**Ejercicio breve 1**: ¿A quién llama el texto sobre el bautismo «el gran teólogo del bautismo»?

**Texto dado**:
━━━━━━━━━━
En virtud de estas realísimas realidades, el bautizado pertenece de un modo más verdadero y más profundo a Cristo que a sus padres según la carne: hasta el punto de que Ezequiel, en el célebre «Canto de la expósita», dice: «Yo pasé junto a ti y te vi; estabas ya en la edad del amor; extendí mi manto sobre ti y cubrí tu desnudez; me uní a ti con juramento, hice alianza contigo, oráculo del Señor, y fuiste mía». Y Pablo, el gran teólogo del bautismo, exclamará, con un cierto nerviosismo: «Non estis vestri. Ya no os pertenecéis». Hasta el punto de que todo afecto-pensamiento-acción no «referible» a Cristo, desde el bautismo en adelante, saben a divorcio-adulterio-traición.
━━━━━━━━━━
**Datos disponibles**:
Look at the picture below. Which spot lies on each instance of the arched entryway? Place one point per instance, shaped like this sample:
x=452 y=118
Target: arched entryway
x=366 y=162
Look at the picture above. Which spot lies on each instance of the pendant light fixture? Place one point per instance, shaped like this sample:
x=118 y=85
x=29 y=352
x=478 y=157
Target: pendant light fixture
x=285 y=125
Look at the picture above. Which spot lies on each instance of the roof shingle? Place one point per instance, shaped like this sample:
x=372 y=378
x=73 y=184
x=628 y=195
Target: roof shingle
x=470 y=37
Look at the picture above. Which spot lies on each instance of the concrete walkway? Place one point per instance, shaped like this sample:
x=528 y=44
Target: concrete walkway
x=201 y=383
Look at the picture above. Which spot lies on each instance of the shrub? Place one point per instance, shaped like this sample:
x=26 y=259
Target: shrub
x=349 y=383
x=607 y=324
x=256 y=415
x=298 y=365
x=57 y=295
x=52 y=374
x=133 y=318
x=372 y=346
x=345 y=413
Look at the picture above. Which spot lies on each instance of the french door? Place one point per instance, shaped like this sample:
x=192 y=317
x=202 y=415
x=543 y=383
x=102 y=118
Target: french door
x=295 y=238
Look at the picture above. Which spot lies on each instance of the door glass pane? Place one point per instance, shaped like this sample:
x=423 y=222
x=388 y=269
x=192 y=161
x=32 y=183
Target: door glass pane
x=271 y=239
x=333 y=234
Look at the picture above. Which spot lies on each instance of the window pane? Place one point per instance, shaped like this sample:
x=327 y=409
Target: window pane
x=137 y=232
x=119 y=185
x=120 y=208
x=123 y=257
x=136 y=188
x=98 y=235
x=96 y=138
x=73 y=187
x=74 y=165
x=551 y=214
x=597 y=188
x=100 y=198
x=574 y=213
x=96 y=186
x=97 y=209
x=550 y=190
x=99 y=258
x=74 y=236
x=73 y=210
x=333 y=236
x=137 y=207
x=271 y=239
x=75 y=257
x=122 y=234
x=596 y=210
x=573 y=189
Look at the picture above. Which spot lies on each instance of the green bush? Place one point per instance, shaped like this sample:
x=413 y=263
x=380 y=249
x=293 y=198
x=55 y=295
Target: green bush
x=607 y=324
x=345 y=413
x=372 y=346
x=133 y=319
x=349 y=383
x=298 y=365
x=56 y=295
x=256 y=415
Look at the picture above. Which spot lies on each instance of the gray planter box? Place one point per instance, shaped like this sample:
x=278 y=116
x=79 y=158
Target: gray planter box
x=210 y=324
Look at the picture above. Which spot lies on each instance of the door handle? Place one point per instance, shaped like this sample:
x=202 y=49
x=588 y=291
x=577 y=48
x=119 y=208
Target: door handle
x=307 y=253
━━━━━━━━━━
**Ejercicio breve 2**: Cuenta las líneas de las entradas que contienen la palabra "green", teniendo en cuenta mayúsculas y minúsculas, y responde solo con el número.

**Respuesta escrita 1**: A Pablo.

**Respuesta escrita 2**: 2